▸ **What you are asked to do**
Copy each line from the rows below that contains the word "water".

▸ **The data**
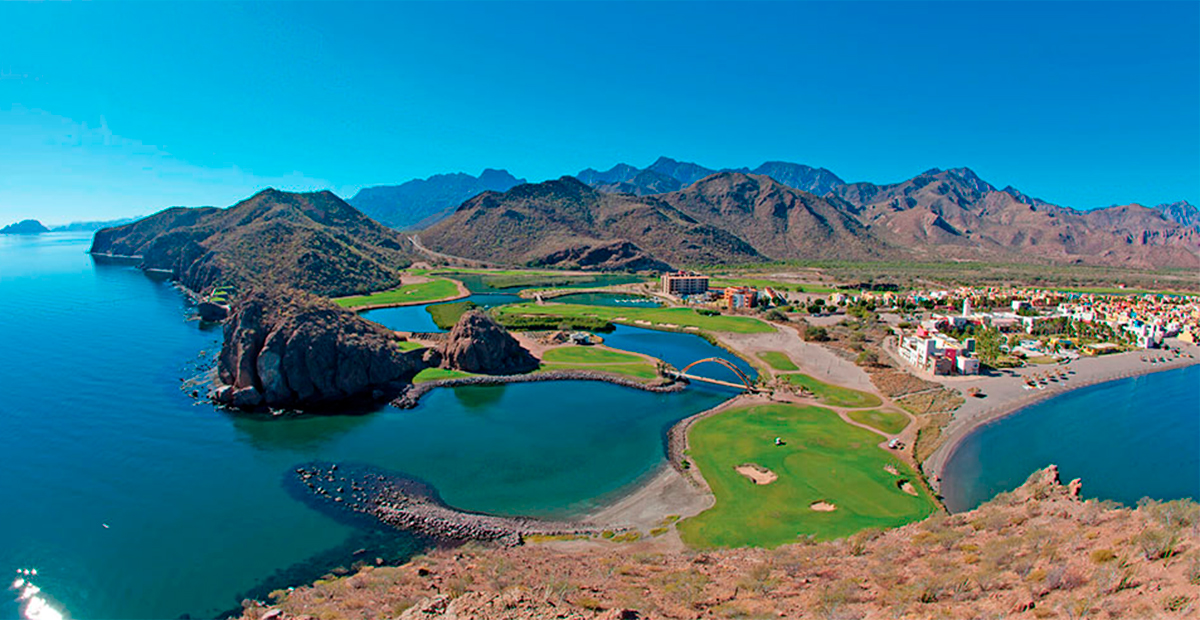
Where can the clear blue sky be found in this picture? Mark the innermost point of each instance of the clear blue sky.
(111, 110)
==
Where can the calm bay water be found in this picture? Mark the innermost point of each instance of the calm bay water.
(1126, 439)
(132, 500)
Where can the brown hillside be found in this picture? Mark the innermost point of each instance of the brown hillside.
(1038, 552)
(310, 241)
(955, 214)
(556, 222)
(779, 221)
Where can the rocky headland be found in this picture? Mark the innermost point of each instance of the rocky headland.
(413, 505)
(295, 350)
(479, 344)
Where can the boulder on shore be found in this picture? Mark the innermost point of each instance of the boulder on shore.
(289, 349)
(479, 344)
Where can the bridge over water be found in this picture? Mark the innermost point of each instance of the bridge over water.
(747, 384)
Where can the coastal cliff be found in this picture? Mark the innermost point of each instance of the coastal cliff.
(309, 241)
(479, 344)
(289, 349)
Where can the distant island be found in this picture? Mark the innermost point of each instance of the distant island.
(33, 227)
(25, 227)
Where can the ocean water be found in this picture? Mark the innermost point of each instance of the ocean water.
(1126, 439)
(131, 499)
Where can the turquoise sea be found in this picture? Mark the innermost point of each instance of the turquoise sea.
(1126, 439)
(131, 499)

▸ **Result of the exercise**
Where can the calm bay water be found in this picture? Mark the innermost point of each instance of the calm bay water.
Where can the bridge over water be found in this picture? Mark the innermost point of each instance of the bridge over water.
Where can the ocean water be found in this picture? Mark the innermost point of each instance of the ocean water.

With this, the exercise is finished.